*WHAT IS EXPECTED*: Return each line of the items below that contains the word "positive".

*DATA*:
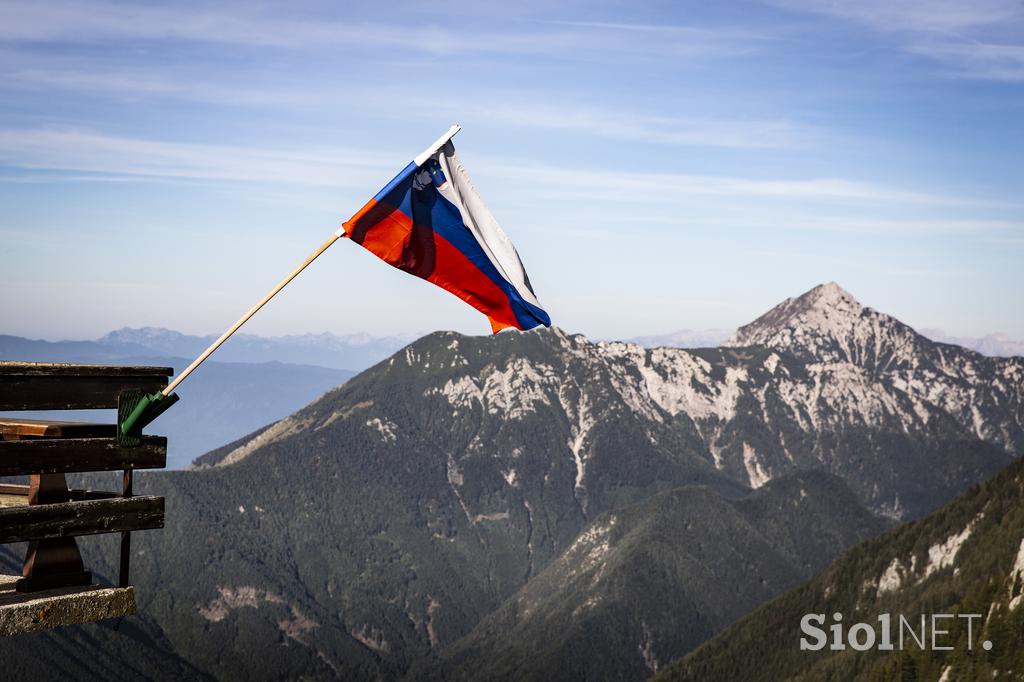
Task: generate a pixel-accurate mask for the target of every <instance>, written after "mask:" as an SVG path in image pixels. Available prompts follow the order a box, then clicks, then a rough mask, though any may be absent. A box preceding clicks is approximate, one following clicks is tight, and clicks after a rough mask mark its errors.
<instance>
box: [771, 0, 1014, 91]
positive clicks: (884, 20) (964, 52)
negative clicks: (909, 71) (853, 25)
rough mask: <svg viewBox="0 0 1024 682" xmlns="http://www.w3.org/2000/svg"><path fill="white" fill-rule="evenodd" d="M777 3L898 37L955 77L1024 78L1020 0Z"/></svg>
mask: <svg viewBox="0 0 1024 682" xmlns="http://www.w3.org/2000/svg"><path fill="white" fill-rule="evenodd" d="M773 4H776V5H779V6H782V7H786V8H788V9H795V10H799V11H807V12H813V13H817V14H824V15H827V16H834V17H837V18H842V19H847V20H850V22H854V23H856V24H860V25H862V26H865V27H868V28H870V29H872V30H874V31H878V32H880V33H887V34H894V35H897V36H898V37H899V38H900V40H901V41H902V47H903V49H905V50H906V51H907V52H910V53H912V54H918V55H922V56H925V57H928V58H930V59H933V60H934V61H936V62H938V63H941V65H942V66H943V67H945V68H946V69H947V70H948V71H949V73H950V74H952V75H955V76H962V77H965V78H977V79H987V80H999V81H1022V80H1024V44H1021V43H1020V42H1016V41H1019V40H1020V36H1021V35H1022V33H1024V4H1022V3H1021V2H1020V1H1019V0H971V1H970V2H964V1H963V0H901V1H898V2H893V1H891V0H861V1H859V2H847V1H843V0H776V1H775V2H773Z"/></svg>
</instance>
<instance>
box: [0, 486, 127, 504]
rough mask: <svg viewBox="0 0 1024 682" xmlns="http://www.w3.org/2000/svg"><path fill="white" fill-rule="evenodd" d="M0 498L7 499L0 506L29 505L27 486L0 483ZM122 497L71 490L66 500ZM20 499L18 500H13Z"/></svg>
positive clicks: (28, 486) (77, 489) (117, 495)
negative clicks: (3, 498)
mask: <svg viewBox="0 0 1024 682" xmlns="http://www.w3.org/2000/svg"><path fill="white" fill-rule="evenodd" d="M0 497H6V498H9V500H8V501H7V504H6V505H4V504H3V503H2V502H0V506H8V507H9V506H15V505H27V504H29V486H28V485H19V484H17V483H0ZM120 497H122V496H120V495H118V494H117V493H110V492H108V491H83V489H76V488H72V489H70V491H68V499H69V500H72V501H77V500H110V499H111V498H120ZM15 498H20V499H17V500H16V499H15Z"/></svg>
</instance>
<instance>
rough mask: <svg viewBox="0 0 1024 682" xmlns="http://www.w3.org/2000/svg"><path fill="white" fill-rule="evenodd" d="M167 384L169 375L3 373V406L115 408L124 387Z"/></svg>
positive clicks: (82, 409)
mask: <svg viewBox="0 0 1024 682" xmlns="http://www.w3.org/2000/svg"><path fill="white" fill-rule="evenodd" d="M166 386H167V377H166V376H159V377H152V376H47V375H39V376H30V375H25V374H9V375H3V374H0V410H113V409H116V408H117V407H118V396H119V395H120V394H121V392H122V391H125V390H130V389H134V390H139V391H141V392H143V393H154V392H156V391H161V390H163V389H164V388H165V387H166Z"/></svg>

* * *

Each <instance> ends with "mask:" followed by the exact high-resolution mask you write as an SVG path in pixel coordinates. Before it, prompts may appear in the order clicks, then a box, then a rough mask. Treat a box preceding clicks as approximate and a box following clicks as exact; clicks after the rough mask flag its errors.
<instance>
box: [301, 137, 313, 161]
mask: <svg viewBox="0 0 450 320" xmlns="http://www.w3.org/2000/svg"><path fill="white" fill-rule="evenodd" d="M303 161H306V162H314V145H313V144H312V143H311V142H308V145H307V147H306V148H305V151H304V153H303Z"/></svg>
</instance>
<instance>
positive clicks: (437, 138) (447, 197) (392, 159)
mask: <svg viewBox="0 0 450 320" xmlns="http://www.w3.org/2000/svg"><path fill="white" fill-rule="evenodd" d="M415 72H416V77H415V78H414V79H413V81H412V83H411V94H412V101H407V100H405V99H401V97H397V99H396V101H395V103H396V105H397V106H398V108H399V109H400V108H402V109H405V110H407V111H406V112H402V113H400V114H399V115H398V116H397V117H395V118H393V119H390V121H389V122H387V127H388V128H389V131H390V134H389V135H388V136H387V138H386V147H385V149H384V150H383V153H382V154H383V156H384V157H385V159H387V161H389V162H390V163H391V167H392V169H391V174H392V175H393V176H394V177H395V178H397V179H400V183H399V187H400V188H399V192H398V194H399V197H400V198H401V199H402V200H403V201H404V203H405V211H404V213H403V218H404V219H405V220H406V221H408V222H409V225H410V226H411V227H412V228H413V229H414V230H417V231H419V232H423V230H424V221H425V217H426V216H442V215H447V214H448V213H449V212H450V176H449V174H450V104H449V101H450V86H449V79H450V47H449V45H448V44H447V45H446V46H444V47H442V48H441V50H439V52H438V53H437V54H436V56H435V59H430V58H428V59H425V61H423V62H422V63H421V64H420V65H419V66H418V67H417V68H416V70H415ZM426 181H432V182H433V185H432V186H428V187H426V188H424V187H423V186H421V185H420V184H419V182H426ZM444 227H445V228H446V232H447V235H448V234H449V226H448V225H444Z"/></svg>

...

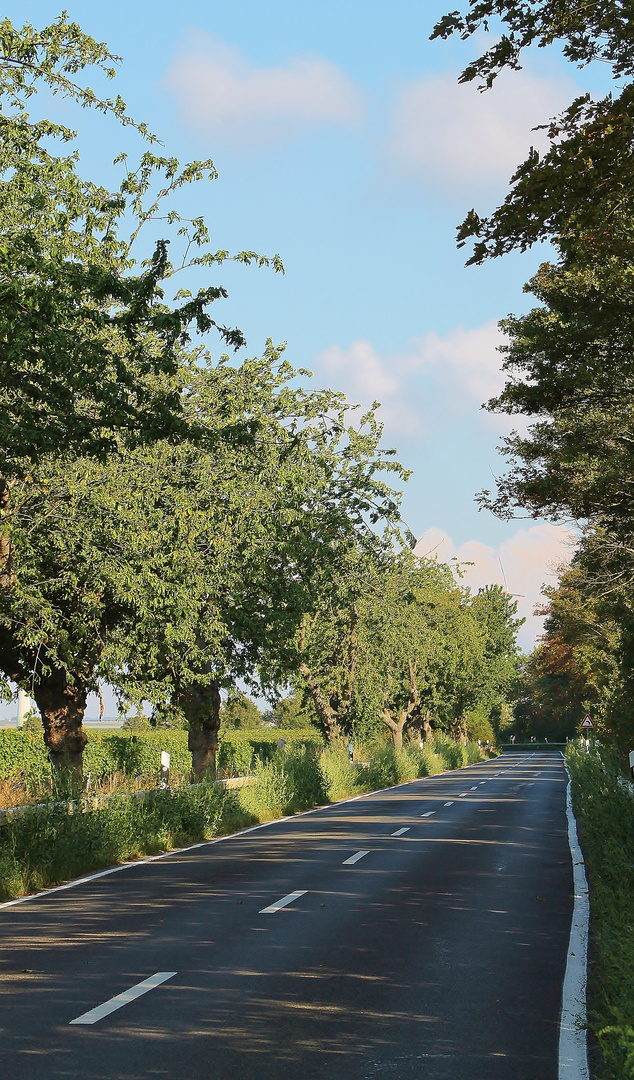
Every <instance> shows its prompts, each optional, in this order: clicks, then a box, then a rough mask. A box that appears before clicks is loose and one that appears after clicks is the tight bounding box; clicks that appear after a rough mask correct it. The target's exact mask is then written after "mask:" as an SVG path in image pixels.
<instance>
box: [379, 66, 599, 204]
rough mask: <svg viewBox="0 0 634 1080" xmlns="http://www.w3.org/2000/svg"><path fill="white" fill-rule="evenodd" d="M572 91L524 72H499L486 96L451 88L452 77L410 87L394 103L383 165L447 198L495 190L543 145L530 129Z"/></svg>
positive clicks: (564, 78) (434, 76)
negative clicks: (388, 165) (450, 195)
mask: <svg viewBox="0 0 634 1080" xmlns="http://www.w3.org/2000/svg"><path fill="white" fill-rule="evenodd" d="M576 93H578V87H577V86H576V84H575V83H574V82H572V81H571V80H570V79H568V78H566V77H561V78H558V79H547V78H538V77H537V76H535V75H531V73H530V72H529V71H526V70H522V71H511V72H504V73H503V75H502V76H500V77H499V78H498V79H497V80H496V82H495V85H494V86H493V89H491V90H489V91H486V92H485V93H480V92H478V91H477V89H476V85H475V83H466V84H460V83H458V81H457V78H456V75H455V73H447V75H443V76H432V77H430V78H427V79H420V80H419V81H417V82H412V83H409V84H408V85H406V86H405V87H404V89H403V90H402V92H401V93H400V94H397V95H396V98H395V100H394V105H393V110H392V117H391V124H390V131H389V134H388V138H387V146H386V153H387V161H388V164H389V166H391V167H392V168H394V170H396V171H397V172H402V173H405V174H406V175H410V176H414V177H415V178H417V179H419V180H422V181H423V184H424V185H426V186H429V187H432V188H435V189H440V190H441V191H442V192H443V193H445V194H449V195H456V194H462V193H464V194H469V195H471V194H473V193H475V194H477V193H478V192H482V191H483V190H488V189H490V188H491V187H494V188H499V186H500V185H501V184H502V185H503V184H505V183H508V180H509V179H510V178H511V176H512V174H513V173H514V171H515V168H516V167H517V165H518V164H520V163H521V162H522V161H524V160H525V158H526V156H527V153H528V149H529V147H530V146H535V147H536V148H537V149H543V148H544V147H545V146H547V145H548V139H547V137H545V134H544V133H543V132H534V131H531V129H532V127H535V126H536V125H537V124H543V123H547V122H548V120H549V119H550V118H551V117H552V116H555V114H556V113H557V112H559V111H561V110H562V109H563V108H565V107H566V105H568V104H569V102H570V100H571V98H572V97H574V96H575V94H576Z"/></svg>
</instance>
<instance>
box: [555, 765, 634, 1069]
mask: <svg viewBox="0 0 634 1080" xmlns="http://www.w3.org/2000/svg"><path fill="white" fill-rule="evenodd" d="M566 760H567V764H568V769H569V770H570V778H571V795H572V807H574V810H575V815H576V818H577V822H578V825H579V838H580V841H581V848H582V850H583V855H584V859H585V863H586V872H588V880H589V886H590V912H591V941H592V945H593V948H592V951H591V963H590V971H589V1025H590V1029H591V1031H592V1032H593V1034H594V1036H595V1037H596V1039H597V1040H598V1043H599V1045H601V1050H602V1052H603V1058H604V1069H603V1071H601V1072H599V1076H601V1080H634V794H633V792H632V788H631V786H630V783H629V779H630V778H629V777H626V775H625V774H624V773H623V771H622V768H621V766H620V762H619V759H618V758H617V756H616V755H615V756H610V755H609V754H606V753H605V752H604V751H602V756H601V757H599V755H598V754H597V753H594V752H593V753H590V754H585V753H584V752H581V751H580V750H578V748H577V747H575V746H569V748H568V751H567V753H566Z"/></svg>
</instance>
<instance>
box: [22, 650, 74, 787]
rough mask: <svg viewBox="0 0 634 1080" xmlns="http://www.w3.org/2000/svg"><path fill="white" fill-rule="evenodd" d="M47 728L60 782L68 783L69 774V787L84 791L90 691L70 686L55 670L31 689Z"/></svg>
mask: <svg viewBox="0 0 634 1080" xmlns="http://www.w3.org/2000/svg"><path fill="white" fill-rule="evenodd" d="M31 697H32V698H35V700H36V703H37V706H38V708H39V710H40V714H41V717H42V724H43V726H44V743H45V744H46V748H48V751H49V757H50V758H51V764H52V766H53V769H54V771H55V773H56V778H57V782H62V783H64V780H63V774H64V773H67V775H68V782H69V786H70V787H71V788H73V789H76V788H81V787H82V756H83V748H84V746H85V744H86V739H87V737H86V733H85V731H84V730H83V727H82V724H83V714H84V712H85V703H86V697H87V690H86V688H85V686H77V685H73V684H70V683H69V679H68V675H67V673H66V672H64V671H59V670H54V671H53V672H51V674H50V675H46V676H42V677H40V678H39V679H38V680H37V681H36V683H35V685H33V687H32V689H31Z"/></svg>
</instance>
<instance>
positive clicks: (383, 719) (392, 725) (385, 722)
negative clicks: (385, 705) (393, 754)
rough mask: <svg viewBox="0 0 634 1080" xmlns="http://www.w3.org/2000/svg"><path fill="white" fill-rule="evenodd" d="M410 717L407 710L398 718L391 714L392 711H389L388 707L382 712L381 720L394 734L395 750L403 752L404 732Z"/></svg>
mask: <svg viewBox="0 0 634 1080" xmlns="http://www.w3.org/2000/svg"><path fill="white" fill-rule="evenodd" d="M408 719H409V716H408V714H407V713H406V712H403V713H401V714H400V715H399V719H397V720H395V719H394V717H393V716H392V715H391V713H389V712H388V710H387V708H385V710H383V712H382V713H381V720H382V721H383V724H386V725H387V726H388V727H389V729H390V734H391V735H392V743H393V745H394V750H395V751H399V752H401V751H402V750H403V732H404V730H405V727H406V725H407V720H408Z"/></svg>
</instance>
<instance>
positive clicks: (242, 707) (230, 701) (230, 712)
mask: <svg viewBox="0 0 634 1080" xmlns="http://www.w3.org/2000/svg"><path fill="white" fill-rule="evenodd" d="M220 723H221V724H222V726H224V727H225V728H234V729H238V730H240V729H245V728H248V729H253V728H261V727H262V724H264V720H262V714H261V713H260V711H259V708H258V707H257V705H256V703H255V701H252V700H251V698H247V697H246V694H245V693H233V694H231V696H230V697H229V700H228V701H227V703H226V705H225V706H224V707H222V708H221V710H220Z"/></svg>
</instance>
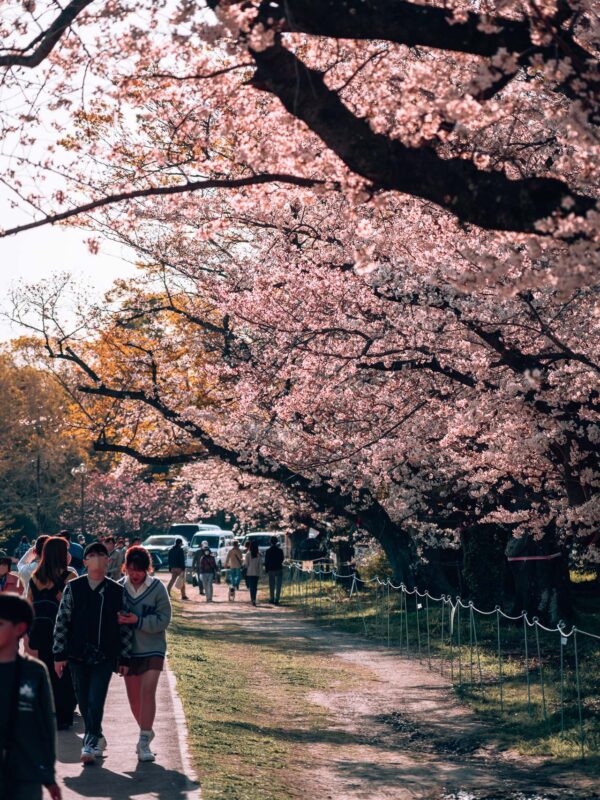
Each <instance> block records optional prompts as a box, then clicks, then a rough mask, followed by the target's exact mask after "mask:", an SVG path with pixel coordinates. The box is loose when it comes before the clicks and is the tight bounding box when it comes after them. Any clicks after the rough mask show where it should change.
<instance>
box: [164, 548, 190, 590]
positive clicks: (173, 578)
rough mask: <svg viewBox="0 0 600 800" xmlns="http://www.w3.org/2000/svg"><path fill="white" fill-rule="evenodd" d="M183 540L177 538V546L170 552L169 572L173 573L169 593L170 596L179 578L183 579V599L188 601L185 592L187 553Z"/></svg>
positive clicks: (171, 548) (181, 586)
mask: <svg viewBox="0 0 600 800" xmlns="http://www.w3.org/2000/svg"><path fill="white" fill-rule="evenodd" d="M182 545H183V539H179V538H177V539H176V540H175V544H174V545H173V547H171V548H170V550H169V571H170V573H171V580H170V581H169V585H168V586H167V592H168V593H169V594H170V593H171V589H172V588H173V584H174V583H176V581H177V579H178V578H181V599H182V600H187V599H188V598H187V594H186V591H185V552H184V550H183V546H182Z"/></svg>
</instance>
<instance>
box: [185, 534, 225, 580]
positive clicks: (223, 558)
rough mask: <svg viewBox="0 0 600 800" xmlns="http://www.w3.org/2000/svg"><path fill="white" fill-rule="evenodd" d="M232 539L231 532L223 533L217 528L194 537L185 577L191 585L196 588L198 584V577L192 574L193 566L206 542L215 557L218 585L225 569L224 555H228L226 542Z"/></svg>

*TASK ANSWER*:
positive clicks: (884, 20) (964, 52)
positive clicks: (28, 486) (77, 489) (117, 495)
positive clicks: (82, 409)
positive clicks: (437, 138) (447, 197) (392, 159)
positive clicks: (564, 78) (434, 76)
positive clicks: (383, 719) (392, 725) (385, 722)
positive clicks: (242, 707) (230, 701) (230, 712)
positive clicks: (173, 578)
positive clicks: (171, 548) (181, 586)
positive clicks: (223, 558)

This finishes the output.